__What to work on__.
Please express the stretch of the records below from the line containing "of the cumulus" through the line containing "the dry desert" as a JSON list of strings, one string per line, with blank lines left out.

__Records for this exercise__.

━━━━━━

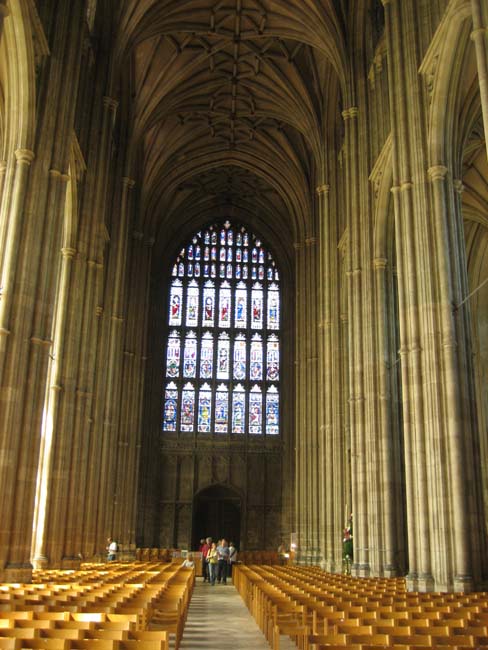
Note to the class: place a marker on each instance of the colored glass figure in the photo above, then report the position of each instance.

━━━━━━

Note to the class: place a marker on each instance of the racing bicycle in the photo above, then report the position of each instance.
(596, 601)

━━━━━━

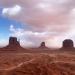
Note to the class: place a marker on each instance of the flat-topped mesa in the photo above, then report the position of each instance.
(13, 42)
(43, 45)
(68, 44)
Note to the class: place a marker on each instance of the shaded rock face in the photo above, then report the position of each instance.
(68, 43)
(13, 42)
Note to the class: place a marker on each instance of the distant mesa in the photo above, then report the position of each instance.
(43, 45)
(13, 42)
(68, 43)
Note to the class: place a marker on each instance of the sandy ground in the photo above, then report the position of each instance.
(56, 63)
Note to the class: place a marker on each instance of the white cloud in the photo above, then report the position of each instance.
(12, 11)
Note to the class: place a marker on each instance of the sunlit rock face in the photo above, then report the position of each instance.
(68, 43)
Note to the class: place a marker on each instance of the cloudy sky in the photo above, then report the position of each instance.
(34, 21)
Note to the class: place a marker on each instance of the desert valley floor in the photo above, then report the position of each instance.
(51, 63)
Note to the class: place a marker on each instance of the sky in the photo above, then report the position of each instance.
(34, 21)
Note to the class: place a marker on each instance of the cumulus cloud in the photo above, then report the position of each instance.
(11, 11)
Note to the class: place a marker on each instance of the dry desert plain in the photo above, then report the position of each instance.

━━━━━━

__Reply to the task__.
[
  "Note to the class: place a marker on each instance of the cumulus cloud in the photo above, then report the position of each instance.",
  "(11, 11)",
  "Note to the class: place a marker on each instance of the dry desert plain in the photo above, then report the position of each instance."
]